**Requirement:** All of the entries below are to be copied without any alteration.

Stored entries

[Start of Attachment]

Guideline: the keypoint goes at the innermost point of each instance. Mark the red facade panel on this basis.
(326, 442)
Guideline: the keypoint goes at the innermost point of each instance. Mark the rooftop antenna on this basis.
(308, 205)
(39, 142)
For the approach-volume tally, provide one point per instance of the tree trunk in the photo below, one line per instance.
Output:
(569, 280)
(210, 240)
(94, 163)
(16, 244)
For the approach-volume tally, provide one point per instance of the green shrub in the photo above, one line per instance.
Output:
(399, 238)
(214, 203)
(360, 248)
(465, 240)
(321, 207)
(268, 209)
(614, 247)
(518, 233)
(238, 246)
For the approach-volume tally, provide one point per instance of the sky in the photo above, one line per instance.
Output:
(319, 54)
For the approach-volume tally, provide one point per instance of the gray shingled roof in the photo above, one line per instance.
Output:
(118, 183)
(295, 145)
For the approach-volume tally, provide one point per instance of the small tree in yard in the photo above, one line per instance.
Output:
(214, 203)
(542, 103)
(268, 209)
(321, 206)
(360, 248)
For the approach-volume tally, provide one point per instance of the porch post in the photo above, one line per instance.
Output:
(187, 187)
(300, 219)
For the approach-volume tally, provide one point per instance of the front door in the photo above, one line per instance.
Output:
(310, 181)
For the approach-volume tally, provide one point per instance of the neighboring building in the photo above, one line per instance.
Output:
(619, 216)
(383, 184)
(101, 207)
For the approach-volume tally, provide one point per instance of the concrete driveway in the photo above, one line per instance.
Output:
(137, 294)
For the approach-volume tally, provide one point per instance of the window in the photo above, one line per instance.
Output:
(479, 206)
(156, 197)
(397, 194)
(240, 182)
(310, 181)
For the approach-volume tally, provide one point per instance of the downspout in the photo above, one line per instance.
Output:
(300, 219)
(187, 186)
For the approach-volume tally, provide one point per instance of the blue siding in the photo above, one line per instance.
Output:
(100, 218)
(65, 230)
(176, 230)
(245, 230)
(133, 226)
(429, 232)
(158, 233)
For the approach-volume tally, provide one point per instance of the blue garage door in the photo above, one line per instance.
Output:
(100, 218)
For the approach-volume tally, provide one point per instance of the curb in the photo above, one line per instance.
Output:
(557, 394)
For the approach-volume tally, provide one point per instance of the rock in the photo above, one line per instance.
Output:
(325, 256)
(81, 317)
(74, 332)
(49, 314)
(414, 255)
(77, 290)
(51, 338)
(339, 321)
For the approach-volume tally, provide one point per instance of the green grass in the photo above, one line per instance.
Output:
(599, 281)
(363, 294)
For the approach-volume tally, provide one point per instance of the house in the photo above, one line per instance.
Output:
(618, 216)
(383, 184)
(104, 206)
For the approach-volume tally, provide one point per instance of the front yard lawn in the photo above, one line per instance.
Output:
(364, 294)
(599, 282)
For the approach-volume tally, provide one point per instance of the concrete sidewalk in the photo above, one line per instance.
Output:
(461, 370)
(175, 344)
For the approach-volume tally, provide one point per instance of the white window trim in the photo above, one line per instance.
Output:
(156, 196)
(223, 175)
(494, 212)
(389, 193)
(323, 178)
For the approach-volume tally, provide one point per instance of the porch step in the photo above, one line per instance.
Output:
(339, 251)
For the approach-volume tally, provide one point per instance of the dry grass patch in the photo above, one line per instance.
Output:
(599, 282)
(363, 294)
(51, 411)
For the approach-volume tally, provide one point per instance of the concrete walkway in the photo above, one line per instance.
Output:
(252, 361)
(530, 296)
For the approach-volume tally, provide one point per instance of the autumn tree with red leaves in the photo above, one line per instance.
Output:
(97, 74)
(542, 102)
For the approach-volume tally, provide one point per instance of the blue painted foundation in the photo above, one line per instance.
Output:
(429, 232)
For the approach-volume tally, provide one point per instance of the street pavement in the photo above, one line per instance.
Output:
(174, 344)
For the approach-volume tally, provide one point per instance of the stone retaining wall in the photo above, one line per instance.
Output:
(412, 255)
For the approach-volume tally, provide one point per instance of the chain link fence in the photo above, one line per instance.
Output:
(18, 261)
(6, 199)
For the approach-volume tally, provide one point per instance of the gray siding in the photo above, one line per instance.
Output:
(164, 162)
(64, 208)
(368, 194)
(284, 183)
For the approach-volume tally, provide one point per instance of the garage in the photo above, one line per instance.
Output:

[End of Attachment]

**Response to this task:**
Guideline: the keypoint goes at the innermost point of each instance. Mark the red facade panel on this basis.
(326, 442)
Guideline: the keypoint goes at the innermost point of each instance. Mark the rooftop antenna on this basis.
(308, 205)
(39, 142)
For the approach-volume tally, provide one point per instance of the tree trunk in the photo below, one line per instance.
Output:
(569, 280)
(210, 240)
(94, 163)
(16, 244)
For the approach-volume tally, provide one point per instance of the green shrub in the photo above, one line per instance.
Output:
(399, 238)
(214, 203)
(360, 248)
(465, 240)
(321, 207)
(268, 209)
(614, 247)
(518, 233)
(238, 246)
For the approach-volume tally, provide one point per instance of the sky in the photo above, one line per instance.
Output:
(319, 54)
For the approach-volume tally, provide one point per instance of the gray shingled roof in the photo above, one line per instance.
Output:
(118, 183)
(295, 145)
For the approach-volume tally, provide one point per instance of the small tree in yard in the photo above, one line per instance.
Output:
(214, 203)
(542, 103)
(268, 209)
(321, 206)
(360, 248)
For the approach-volume tally, provide one point per instance of the porch post in the photo above, one line per instance.
Output:
(187, 187)
(300, 219)
For the approach-volume tally, provide one point per instance of the front door in the photo above, one line per instance.
Output:
(310, 181)
For the approach-volume tally, provide one point per instance of the neighboring building in the photo above, one line per instance.
Output:
(619, 216)
(383, 184)
(101, 207)
For the approach-volume tally, provide one point per instance of the concrete driveway in the photo above, one line per instance.
Output:
(137, 294)
For the approach-volume tally, provide one point per instance of the window in the photo above, one line per instance.
Output:
(479, 206)
(156, 197)
(397, 194)
(240, 182)
(310, 181)
For the approach-volume tally, provide one point per instance of the downspout in the photo above, one line per instance.
Output:
(300, 219)
(187, 186)
For the approach-volume tally, provide one point per instance of the blue siding in the photo above, one line per instance.
Output:
(100, 218)
(65, 230)
(176, 230)
(245, 230)
(133, 226)
(429, 232)
(158, 233)
For the approach-volume tally, provide one point per instance of the blue garage door in the photo above, one line per instance.
Output:
(100, 218)
For the approach-volume tally, provide one point per instance of the curb in the photo above, one line per instance.
Output:
(557, 394)
For the approach-volume tally, provide one point per instance of the rock in the photo above, one line per instance.
Output:
(325, 256)
(81, 317)
(74, 332)
(49, 314)
(414, 255)
(77, 290)
(51, 338)
(339, 321)
For the approach-volume tally, provide one point per instance of the green grass in the photo above, one line per instance.
Output:
(599, 281)
(363, 294)
For the approach-volume tally, provide one point per instance of the house in the photo above, one line per instance.
Output:
(618, 216)
(383, 184)
(104, 206)
For the approach-volume tally, provide one point per instance of the front yard lawn in the photo above, one line per instance.
Output:
(364, 294)
(599, 282)
For the approach-volume tally, provide one point per instance of the concrete sidewalk in the photo above, one line per instance.
Output:
(461, 370)
(175, 344)
For the approach-volume tally, provide one point per instance of the white window trim in the photo above, one line per instance.
Output:
(156, 196)
(223, 175)
(494, 212)
(389, 193)
(323, 178)
For the approach-volume tally, provide one point per instance of the porch step in the photo above, one line per instance.
Output:
(339, 251)
For the approach-volume tally, provide one point per instance of the dry grass patch in the photo above, one line per instance.
Output:
(599, 282)
(363, 294)
(51, 411)
For the approach-volume tally, provide one point per instance of the concrete walkway in the photo above, one line per instance.
Output:
(252, 361)
(530, 296)
For the approach-volume tally, provide one point per instance of the autumn tree with red leaves in the photo above, one line per instance.
Output:
(97, 74)
(542, 102)
For the approach-volume tally, provide one point per instance of the blue painted foundation in the photo above, one line per instance.
Output:
(429, 232)
For the approach-volume tally, provide one point per instance of the street pavement in the photo above, one line per instance.
Output:
(174, 344)
For the approach-volume tally, provide one point per instance of the stone retaining wall in the photo above, one line per instance.
Output:
(412, 255)
For the approach-volume tally, provide one point per instance of the chain link fence in the photo above, one line per instance.
Output:
(18, 261)
(6, 199)
For the approach-volume tally, provide one point per instance of the gray siding in the photo above, one line per instance.
Output:
(164, 162)
(64, 208)
(368, 194)
(284, 183)
For the approach-volume tally, provide one point per instance of the garage in the photo above, one line per instance.
Output:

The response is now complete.